■ **Records**
------------

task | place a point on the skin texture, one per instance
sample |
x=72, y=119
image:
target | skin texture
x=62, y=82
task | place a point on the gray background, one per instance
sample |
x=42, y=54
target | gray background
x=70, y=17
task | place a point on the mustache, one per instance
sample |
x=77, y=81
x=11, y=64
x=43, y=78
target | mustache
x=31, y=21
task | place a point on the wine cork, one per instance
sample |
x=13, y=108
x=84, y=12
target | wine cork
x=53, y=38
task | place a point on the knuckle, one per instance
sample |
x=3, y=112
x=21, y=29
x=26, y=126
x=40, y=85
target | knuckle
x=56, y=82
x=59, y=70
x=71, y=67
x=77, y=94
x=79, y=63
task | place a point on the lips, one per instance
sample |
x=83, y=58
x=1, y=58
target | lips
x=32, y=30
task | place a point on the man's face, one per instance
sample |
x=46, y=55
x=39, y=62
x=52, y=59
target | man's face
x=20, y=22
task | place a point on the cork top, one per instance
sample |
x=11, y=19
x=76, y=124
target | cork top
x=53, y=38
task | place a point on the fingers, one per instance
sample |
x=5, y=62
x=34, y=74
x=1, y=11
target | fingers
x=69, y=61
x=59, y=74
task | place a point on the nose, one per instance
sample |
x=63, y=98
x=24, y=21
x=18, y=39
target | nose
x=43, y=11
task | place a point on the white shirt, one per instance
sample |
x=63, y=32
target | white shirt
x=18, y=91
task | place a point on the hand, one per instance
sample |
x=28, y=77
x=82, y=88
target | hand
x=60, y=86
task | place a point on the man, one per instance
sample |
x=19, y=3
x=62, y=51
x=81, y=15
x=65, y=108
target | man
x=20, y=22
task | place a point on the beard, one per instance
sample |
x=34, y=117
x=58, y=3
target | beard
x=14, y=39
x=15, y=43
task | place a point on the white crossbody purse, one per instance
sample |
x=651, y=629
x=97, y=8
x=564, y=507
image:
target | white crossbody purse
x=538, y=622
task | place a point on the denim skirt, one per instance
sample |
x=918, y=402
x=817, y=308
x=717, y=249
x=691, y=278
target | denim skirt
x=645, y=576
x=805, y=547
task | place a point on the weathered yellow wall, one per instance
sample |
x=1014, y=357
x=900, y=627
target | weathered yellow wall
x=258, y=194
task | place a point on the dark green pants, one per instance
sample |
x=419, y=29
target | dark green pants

------------

■ **TASK INSTRUCTIONS**
Please copy every one of the rows above, word for word and line by line.

■ **WRITTEN SOLUTION**
task | place a point on the skin texture, one per instance
sample |
x=72, y=119
image:
target | skin texture
x=62, y=82
task | place a point on the gray background, one per instance
sample |
x=42, y=54
target | gray background
x=70, y=17
task | place a point on the mustache, one per instance
sample |
x=77, y=81
x=11, y=64
x=43, y=78
target | mustache
x=31, y=21
task | place a point on the wine cork, one per instance
sample |
x=13, y=108
x=84, y=12
target | wine cork
x=53, y=38
task | place a point on the knuckle, one per instance
sample |
x=3, y=112
x=21, y=29
x=26, y=126
x=40, y=85
target | knuckle
x=56, y=82
x=59, y=70
x=71, y=67
x=77, y=94
x=79, y=63
task | place a point on the lips, one per instance
sample |
x=83, y=58
x=1, y=58
target | lips
x=32, y=30
task | place a point on the man's face, one per instance
sample |
x=46, y=55
x=39, y=62
x=52, y=59
target | man's face
x=20, y=22
task | place a point on the cork top, one per instance
sample |
x=11, y=19
x=76, y=124
target | cork top
x=53, y=38
task | place a point on the fingers, one per instance
sample |
x=5, y=62
x=34, y=74
x=1, y=11
target | fingers
x=69, y=61
x=59, y=74
task | place a point on the nose, one per instance
sample |
x=63, y=98
x=24, y=21
x=18, y=39
target | nose
x=43, y=11
task | place a point on the white shirt, one per instance
sample |
x=63, y=32
target | white shirt
x=18, y=91
task | place a point on the hand, one per instance
sample |
x=28, y=77
x=82, y=88
target | hand
x=60, y=86
task | place a point on the man, one per instance
sample |
x=19, y=3
x=62, y=51
x=81, y=15
x=65, y=108
target | man
x=20, y=22
task | place a point on the beard, one per instance
sample |
x=34, y=117
x=58, y=3
target | beard
x=14, y=39
x=15, y=43
task | place a point on the white crossbody purse, one per instance
sample |
x=651, y=629
x=97, y=8
x=564, y=507
image:
target | white crossbody purse
x=538, y=622
task | place a point on the denim skirt, one per instance
sample |
x=918, y=402
x=817, y=308
x=717, y=249
x=691, y=278
target | denim skirt
x=645, y=576
x=805, y=547
task | place a point on the weathered yellow wall, one per instance
sample |
x=1014, y=357
x=900, y=627
target | weathered yellow wall
x=258, y=194
task | place a point on the dark green pants, one per instance
sample |
x=419, y=29
target | dark green pants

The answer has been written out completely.